Quote the lines of the records below word for word, everything from the line containing "Tag mountain range in this screenshot." down to the line containing "[[0, 283, 626, 415]]", both included.

--- Provided records ---

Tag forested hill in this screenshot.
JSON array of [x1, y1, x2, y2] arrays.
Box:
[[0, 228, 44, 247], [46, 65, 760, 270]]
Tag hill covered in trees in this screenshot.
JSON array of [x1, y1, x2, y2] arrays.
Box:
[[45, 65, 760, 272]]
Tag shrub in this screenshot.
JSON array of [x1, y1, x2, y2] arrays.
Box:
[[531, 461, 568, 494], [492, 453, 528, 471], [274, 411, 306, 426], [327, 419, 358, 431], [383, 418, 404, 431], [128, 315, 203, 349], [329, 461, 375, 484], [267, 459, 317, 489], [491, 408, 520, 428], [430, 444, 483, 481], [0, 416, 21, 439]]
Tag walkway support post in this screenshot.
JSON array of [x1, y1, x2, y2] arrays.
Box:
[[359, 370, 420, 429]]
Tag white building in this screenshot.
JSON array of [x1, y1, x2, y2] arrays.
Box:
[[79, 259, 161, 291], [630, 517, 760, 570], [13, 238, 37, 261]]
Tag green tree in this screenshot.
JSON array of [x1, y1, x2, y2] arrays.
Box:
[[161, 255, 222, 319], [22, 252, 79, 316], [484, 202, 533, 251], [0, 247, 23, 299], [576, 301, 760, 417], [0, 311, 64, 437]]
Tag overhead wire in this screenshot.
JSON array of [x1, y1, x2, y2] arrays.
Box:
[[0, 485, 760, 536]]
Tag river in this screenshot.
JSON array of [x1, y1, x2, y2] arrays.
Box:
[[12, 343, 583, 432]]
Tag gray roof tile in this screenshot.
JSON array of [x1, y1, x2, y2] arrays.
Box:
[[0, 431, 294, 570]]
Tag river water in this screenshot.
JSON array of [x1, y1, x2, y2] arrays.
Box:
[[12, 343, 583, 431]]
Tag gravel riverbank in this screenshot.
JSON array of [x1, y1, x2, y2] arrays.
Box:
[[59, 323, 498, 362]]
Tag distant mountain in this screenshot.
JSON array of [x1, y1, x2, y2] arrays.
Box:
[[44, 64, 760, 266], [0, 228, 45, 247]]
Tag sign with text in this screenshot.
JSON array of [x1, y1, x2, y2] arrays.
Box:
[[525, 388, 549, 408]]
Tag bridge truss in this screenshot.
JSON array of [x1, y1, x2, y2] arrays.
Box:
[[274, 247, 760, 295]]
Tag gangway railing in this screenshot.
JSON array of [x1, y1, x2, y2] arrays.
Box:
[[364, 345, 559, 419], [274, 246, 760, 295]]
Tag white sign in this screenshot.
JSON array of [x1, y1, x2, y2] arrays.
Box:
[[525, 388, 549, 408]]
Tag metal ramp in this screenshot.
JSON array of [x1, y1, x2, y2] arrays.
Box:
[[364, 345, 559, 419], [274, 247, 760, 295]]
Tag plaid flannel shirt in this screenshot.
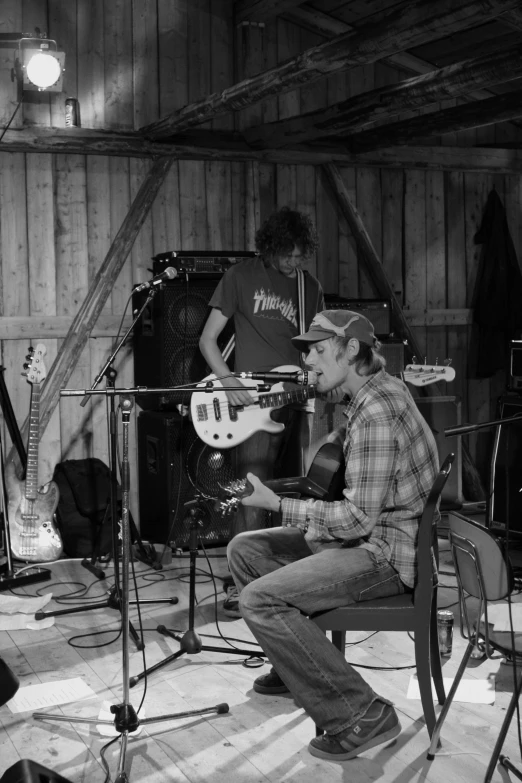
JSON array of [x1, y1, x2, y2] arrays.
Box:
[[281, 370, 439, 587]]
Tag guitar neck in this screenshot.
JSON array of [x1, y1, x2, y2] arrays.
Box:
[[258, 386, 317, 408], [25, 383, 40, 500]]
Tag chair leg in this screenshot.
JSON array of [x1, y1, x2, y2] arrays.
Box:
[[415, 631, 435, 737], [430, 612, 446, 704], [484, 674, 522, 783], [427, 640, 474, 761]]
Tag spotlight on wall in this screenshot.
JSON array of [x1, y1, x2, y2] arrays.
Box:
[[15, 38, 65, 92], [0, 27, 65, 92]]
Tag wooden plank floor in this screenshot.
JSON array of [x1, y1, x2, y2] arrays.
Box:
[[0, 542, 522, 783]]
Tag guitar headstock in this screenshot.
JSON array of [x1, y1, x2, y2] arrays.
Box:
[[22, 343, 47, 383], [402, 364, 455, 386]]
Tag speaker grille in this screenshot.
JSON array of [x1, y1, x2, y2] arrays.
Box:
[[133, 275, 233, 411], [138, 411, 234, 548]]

---
--- Provided records ---

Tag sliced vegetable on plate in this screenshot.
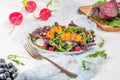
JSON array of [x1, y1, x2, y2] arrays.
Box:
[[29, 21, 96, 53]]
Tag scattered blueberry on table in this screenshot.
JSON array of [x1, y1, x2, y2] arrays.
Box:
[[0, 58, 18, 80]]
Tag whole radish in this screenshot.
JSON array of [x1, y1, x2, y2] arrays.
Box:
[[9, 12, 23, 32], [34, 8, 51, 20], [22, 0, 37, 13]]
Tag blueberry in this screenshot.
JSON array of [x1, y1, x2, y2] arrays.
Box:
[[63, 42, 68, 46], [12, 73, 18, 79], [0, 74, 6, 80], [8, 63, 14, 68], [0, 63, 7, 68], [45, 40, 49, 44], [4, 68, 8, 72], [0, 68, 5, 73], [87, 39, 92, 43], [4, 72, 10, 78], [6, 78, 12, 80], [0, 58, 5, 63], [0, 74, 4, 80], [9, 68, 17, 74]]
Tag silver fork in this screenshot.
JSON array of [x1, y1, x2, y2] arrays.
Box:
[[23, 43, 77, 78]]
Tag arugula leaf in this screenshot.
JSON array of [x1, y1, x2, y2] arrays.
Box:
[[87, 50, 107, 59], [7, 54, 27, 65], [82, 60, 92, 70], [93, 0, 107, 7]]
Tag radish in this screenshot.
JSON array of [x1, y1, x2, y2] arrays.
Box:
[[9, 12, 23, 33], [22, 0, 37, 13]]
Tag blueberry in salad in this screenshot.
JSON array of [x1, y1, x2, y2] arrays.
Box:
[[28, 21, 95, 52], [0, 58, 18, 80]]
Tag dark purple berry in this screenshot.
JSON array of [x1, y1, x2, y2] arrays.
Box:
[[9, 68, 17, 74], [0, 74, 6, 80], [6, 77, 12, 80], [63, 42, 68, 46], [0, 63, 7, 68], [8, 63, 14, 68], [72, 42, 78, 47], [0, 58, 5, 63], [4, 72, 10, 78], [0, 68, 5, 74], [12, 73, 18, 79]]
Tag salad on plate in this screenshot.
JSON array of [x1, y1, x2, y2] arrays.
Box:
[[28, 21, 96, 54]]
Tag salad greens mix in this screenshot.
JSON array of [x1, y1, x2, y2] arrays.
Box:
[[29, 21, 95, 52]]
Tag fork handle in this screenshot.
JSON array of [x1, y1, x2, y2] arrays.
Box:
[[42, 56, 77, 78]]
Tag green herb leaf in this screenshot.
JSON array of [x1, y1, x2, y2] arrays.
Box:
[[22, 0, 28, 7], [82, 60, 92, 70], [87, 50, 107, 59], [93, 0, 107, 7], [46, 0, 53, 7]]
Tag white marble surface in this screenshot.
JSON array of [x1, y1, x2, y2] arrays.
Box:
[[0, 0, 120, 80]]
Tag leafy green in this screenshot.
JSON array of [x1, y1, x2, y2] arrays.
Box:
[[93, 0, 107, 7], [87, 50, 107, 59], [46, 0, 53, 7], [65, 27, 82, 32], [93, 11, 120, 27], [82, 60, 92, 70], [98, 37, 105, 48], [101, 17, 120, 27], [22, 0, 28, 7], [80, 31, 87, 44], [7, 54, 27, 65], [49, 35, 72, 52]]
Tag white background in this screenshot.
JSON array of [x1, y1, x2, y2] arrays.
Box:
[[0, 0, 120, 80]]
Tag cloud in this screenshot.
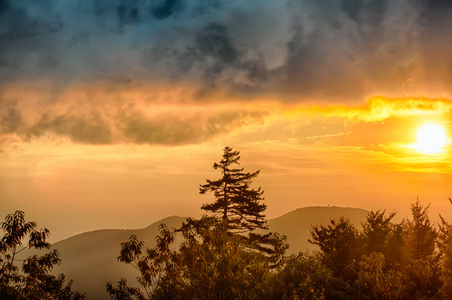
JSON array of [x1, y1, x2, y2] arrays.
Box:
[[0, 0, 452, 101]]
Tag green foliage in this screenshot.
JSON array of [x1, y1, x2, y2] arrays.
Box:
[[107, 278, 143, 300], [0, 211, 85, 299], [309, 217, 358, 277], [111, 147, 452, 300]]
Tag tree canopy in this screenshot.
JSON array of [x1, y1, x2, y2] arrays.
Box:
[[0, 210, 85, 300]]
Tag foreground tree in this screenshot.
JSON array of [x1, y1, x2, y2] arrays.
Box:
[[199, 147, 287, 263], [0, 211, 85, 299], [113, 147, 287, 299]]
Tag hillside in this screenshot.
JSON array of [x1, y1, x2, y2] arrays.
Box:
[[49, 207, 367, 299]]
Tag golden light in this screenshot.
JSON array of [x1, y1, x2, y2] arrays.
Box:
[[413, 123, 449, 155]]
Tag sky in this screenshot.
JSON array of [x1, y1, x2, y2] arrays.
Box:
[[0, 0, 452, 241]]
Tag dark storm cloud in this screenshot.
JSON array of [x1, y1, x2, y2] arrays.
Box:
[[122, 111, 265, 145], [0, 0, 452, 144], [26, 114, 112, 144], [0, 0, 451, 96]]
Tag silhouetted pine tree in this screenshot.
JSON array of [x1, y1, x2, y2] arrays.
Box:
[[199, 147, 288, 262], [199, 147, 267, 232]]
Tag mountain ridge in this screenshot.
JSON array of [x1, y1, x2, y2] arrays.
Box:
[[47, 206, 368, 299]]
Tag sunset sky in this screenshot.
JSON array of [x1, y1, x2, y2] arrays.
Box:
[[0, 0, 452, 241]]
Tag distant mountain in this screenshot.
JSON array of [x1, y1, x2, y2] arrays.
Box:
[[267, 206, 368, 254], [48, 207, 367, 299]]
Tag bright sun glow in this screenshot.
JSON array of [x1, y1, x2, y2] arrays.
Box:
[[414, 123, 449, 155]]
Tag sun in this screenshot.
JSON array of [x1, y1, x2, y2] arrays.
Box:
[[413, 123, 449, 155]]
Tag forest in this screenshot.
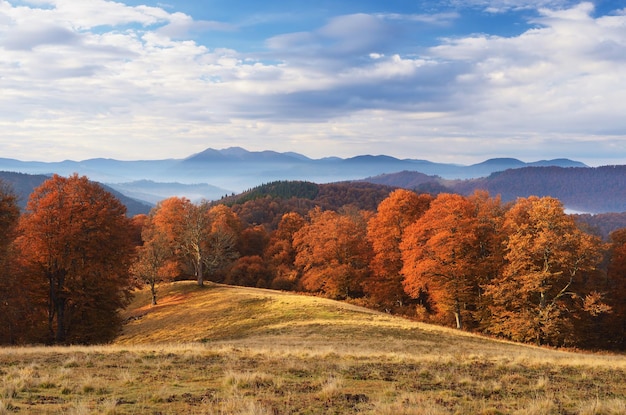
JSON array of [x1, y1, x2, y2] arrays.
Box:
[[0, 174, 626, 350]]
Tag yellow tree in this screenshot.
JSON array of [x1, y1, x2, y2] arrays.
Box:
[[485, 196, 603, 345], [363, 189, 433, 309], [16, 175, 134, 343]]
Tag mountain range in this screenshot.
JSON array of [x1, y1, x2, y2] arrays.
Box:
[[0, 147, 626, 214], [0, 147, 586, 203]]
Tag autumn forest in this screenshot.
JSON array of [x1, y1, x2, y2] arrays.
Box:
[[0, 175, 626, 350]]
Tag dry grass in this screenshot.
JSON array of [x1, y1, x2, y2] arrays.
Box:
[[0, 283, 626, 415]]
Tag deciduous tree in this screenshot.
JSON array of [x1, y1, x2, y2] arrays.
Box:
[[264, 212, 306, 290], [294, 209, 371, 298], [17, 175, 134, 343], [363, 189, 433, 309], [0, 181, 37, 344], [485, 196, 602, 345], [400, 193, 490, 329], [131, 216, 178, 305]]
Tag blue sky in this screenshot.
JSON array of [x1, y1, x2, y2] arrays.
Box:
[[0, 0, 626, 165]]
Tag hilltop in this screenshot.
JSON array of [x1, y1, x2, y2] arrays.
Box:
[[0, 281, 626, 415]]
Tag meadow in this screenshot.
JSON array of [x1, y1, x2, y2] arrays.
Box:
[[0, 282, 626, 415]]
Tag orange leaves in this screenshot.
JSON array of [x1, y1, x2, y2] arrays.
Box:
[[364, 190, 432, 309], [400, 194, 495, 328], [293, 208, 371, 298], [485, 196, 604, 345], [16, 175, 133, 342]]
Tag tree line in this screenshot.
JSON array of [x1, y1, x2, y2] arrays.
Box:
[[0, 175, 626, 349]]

---

- _Result of the task_:
Tag mountain range in this screenshot.
JSON array of [x1, y1, x2, y2] arrays.
Box:
[[0, 147, 626, 214], [0, 147, 586, 203]]
Tag autumn forest in this screenshot.
JSON array of [x1, y1, x2, y2] arrays.
Box:
[[0, 175, 626, 350]]
Tag dry grass in this screenshot.
JSON array of [x1, y1, x2, y2] arrays.
Box:
[[0, 283, 626, 415]]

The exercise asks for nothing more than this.